The economy continued to add back jobs last month. Will that still be the case come January?
The Labor Department on Friday reported that the U.S. gained 638,000 jobs in October while the unemployment rate fell to 6.9% from 7.9%. The jobs increase was only modestly below September’s addition of 672,000 jobs. Even so, the country remains in a deep hole, with 10.1 million fewer jobs than in February, before the pandemic.
The monthly employment report, normally the most closely watched economic release on Wall Street, was overshadowed by the continued counting of votes in the election, with former Vice President Joe Biden looking increasingly certain of taking the White House. By the time the president is inaugurated in late January, there is a danger that the job market will again be deteriorating.
As in recent months, industries with some of the biggest job gains in October were those that were hit hardest in the early days of the pandemic. Retailers added 103,700 jobs to their payrolls; food services and drinking places added 192,200. Those industries are unfortunately also the ones facing some of the biggest challenges in the months ahead.

» DATA PROVIDED:
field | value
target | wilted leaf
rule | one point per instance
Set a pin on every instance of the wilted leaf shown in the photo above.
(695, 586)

» REQUIRED TASKS:
1. According to the text on the October jobs report, how many jobs did retailers add to their payrolls?
2. Continue the text about the October jobs report from its last sentence.

» EXERCISE ANSWERS:
1. 103,700

2.
The holidays are approaching—a period when retailers typically add workers to handle the shopping rush. In the adjustments it makes for seasonal swings, the Labor Department anticipates this phenomenon, lowering the raw retail jobs figures to better capture the industry’s employment trend.
But this year, with sales down sharply and many people wary of shopping in person, that jump in hiring might not come. Smaller retailers with limited or nonexistent e-commerce operations could be especially cautious on hiring. And for those that traditionally rely heavily on holiday sales to take their businesses into the black for the year, some may be facing hard choices in January on whether to stay open.
Restaurants and bars, meanwhile, could be hindered by both colder weather, which will make outdoor dining less feasible, and the rise in Covid cases that looks likely to only worsen in the weeks ahead.
The Covid surge is a problem for other industries, too, and even if state and local authorities don’t respond to rising case-counts by tightening restrictions, it will likely lead to renewed caution on the part of many households, hurting economic activity. And though there is a chance that Congress and the White House can put together some sort of fiscal stimulus package before the end of the year, there would still be a bit of a lag before it moved the needle on the economy, or the labor market.
It has been a long election season. By Inauguration Day, the economy could be in the midst of a long and trying winter.